Natural-language object grounding data:
○ ○ ○ ○ ○

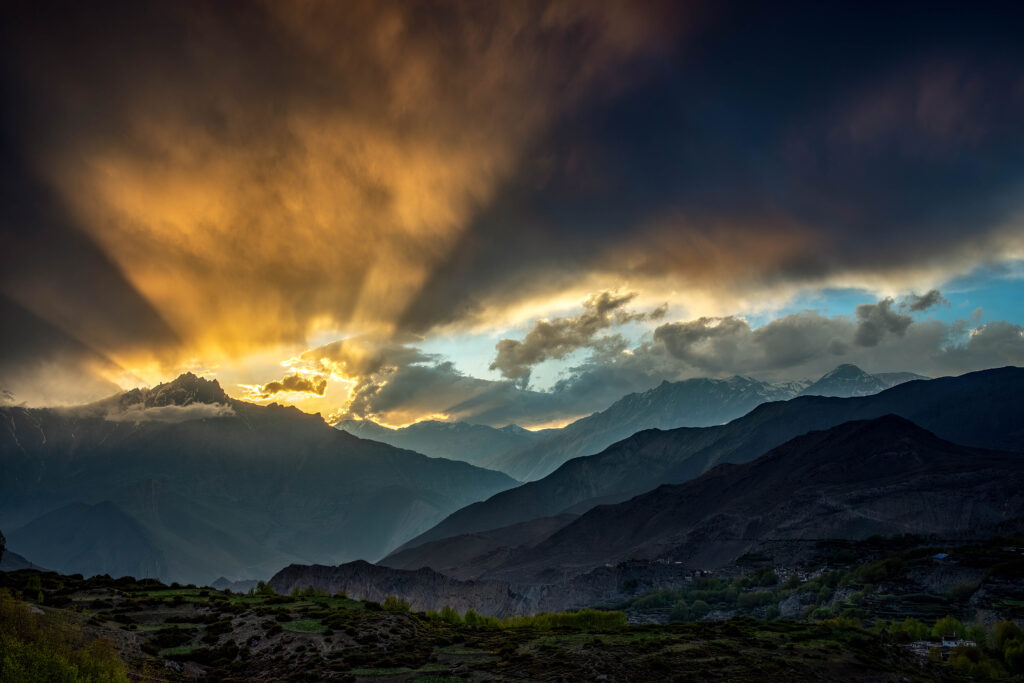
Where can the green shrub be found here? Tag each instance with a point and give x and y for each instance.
(890, 568)
(35, 647)
(699, 609)
(963, 591)
(948, 626)
(451, 615)
(393, 603)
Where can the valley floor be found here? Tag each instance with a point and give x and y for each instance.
(175, 633)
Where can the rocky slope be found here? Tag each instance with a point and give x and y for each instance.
(477, 444)
(977, 409)
(696, 402)
(847, 380)
(885, 476)
(471, 555)
(213, 488)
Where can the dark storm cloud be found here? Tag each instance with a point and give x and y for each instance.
(294, 383)
(560, 336)
(40, 364)
(253, 169)
(780, 145)
(931, 298)
(876, 321)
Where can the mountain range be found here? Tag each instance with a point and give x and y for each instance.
(883, 476)
(978, 410)
(184, 483)
(476, 444)
(697, 402)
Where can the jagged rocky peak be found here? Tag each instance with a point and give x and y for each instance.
(184, 390)
(847, 371)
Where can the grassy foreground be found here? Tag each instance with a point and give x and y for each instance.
(115, 630)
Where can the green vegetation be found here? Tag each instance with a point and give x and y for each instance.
(841, 625)
(43, 647)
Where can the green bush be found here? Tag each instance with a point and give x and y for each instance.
(948, 626)
(890, 568)
(680, 611)
(698, 609)
(963, 591)
(35, 647)
(393, 603)
(585, 620)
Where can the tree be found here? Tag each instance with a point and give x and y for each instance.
(948, 626)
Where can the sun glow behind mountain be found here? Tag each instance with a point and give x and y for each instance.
(503, 213)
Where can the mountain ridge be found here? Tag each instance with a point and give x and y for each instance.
(987, 419)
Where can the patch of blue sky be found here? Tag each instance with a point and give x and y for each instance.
(471, 354)
(997, 290)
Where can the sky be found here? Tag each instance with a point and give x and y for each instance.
(504, 212)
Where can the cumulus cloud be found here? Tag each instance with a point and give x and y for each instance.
(170, 414)
(397, 383)
(293, 383)
(916, 303)
(876, 321)
(560, 336)
(241, 173)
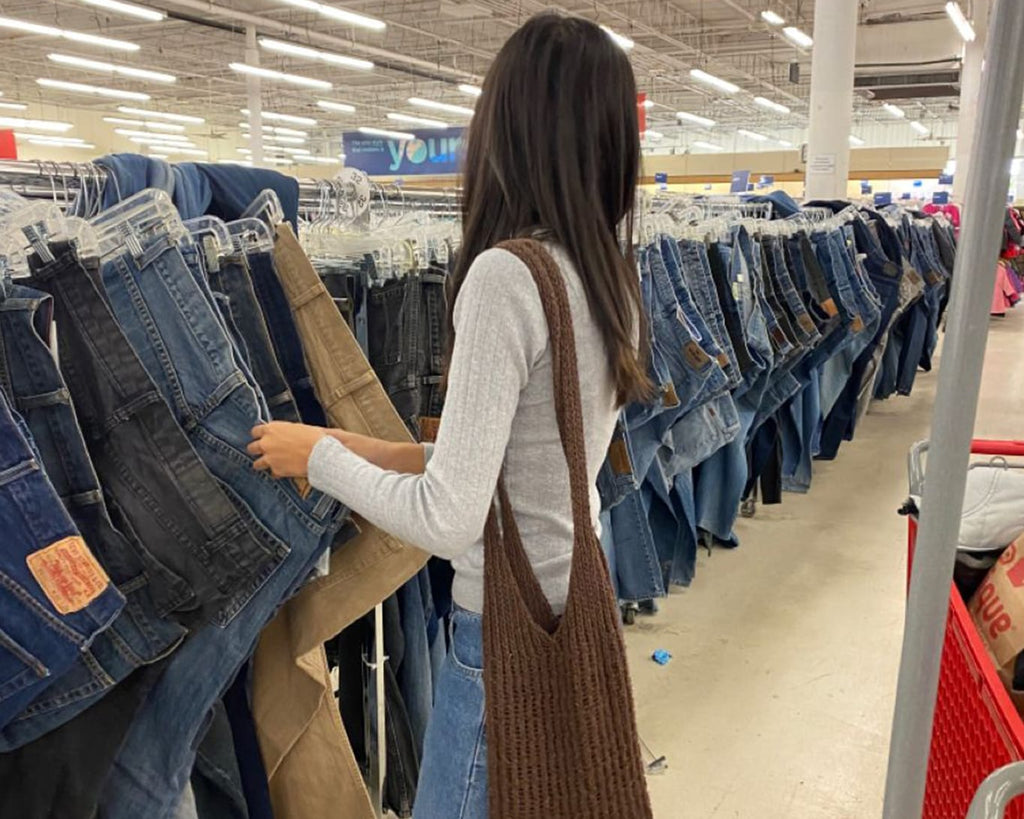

○ ○ ○ ○ ○

PROBLEM REQUIREMENTS :: Give the records again exactly, pictures left out.

SOLUTION ::
Where can the green shrub be found here? Tag each instance with a point and give x and y for each instance.
(890, 568)
(35, 647)
(699, 609)
(963, 591)
(948, 626)
(451, 615)
(393, 603)
Where can the valley floor be found here? Tag each instance with a point and give x and y for each instance.
(175, 633)
Where can the rocky slope be found here? Tag each instance with a point and give x and y for each instance.
(477, 444)
(977, 409)
(696, 402)
(847, 380)
(885, 476)
(471, 555)
(213, 488)
Where can the dark storm cloud be found here? Tag each instance with a point and give x and y for each instance.
(294, 383)
(560, 336)
(40, 364)
(253, 169)
(780, 145)
(931, 298)
(876, 321)
Where can the mountain range be found here? Tag each instance with a point and give x and y for each instance.
(883, 476)
(978, 410)
(184, 483)
(476, 444)
(697, 402)
Where can the jagged rocky peak be found here? Tag each instance with a point and give x and y for each instance.
(184, 390)
(847, 371)
Where can the grassy foreground be found here? Tag each instance with a point and give x and y for each instance.
(115, 630)
Where can the green vegetation be found here? Tag each instance with a point and give x and y for each instance.
(841, 625)
(43, 647)
Where can the green bush be found here? Tag each instance with a point and give x and y for each instance.
(948, 626)
(890, 568)
(680, 611)
(698, 609)
(963, 591)
(35, 647)
(393, 603)
(585, 620)
Where can the tree be found here? Tag each instance with a point and give x and y for each instance.
(948, 626)
Where can the sun glow behind mountain be found here? Tag each instance with a point and give x and y for each instance.
(503, 213)
Where can the mountain ridge be found here? Tag each instance with a point and give x and y for each instance.
(987, 419)
Where can the patch of blue sky be found here? Tag each instance with a point and give x and y for each instance.
(471, 354)
(997, 290)
Where can the sky be found here? Tag each instance with a point and give x and y for each instance.
(504, 212)
Where can the cumulus cloud be found here? Tag each instance with a point and give x and y for each instance.
(170, 414)
(397, 383)
(293, 383)
(916, 303)
(876, 321)
(560, 336)
(241, 173)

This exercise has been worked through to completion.